#### Available records

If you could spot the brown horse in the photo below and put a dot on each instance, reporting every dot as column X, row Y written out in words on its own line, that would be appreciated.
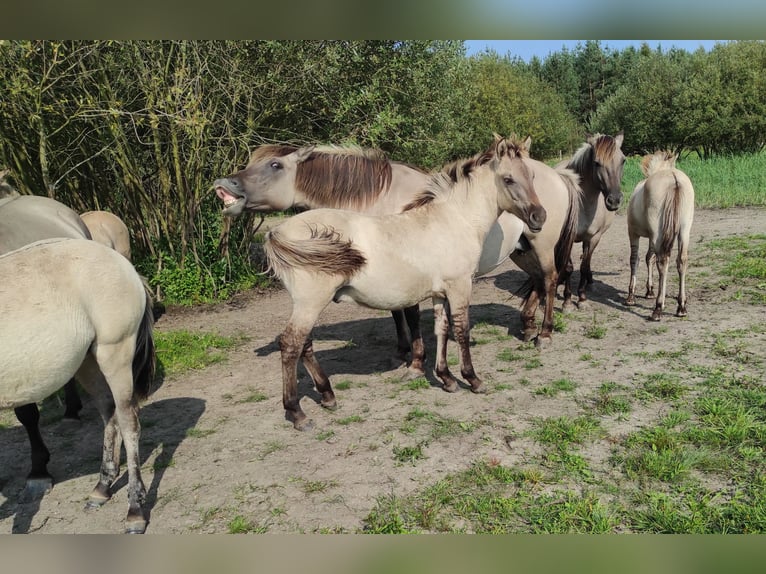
column 600, row 163
column 431, row 249
column 662, row 209
column 76, row 308
column 107, row 228
column 279, row 177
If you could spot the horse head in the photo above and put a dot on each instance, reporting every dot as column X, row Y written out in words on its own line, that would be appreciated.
column 265, row 184
column 516, row 181
column 608, row 165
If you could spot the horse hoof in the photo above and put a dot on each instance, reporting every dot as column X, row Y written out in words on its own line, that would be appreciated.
column 135, row 527
column 94, row 503
column 543, row 343
column 304, row 425
column 330, row 405
column 413, row 373
column 36, row 488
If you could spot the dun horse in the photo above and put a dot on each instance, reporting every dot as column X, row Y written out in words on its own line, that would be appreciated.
column 107, row 228
column 278, row 177
column 79, row 309
column 600, row 163
column 431, row 249
column 662, row 209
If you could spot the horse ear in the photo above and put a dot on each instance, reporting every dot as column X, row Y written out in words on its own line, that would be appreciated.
column 302, row 154
column 501, row 147
column 528, row 143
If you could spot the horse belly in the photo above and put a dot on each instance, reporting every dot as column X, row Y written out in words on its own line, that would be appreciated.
column 396, row 290
column 38, row 359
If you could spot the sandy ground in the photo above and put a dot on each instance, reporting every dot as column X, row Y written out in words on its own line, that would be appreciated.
column 211, row 452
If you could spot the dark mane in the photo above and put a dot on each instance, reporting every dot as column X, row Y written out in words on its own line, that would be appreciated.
column 599, row 147
column 344, row 177
column 445, row 179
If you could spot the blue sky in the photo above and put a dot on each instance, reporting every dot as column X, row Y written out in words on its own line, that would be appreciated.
column 525, row 49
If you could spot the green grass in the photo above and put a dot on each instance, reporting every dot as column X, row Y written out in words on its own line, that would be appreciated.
column 741, row 260
column 719, row 182
column 181, row 351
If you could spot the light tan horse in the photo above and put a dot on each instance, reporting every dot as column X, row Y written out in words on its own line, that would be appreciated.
column 431, row 249
column 60, row 320
column 278, row 177
column 107, row 228
column 661, row 209
column 600, row 164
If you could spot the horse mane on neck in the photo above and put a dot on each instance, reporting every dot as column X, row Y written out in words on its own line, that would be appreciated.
column 663, row 159
column 447, row 178
column 344, row 176
column 598, row 147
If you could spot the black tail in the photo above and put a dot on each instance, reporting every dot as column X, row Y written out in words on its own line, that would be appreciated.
column 563, row 248
column 145, row 359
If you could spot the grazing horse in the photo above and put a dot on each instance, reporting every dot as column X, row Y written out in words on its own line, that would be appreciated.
column 79, row 309
column 278, row 177
column 600, row 163
column 545, row 254
column 431, row 249
column 25, row 219
column 107, row 228
column 662, row 209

########

Retype all of the data above word for word, and leave the picture out.

If you could spot the brown horse in the photo below and put a dot on each instance, reporting every dot as column X, row Y written out in words on its own line, that would be appreciated.
column 600, row 163
column 431, row 249
column 662, row 209
column 76, row 308
column 107, row 228
column 279, row 177
If you could spot the horse head in the photo above and put a dot on each instance, reporting every dot as column X, row Y written out in words on its own line, that would be appreciated.
column 265, row 184
column 516, row 181
column 608, row 165
If you could spot the horse hoof in the photo above and put a dot on each instance, reporting every dot as column X, row Y written out in words on its own line, that would be appreciated.
column 135, row 527
column 94, row 503
column 543, row 343
column 304, row 425
column 330, row 405
column 413, row 373
column 36, row 488
If you could spot the dun horse in the photo above and put a dot on each instance, reporting every dot as column X, row Y written out in words on its own line, that would be appreciated.
column 107, row 228
column 278, row 177
column 79, row 309
column 600, row 163
column 431, row 249
column 662, row 209
If you could spot the horse ear in the photo above and put a dot on each instance, reporting every dot as column X, row Y written out in words on its own line, that would be appreciated.
column 302, row 154
column 501, row 147
column 528, row 143
If you could spot the horse belly in the photo above and put a dot on each instance, reporting every dot as column X, row Y written out in words on its own line, that would be appreciated.
column 396, row 290
column 38, row 359
If you could spot the sandy ground in the photo above and put a dot on each instance, reporting every dot as column X, row Y written out in words on its own line, that would be appreciated.
column 211, row 452
If you could spot the dark mane in the photo above and put a dot on each instance, reporting every dot as column X, row Y written out in words on its own line, that would be appreciated.
column 599, row 147
column 344, row 177
column 445, row 179
If you could spot the blue sky in the photo above and put a dot on each instance, reporting every dot as column X, row Y written out in words on its own line, that would be appreciated.
column 525, row 49
If you could spot the green grass in the photo above and put a dot on each instance, reporting every dot as column X, row Y written out in words on its own line, that would be appreciated.
column 741, row 260
column 719, row 182
column 181, row 351
If you could spot the light tan horse in the photo above and put a dot on each instance, reporting every dot as column X, row Y written out in words on its own line, that would be appreciated.
column 431, row 249
column 60, row 320
column 278, row 177
column 107, row 228
column 661, row 209
column 600, row 164
If you could spot the horse mane on neck in the photo above and put a dot on each instance, reporting every dot as column X, row Y written out in words on its own line, that would be appreciated.
column 663, row 159
column 447, row 178
column 344, row 176
column 598, row 147
If you could spot the black tail in the photo above and put a dot on each instance, reporting every dot as column X, row Y written out in words on its own line, that would be appreciated.
column 563, row 248
column 145, row 359
If you could spot the grazing horse in the photo above and put a dot on each instance, reporting every dot as column X, row Y written out in words on its own line, that would be appreciated.
column 79, row 309
column 278, row 177
column 600, row 163
column 545, row 254
column 431, row 249
column 25, row 219
column 107, row 228
column 662, row 209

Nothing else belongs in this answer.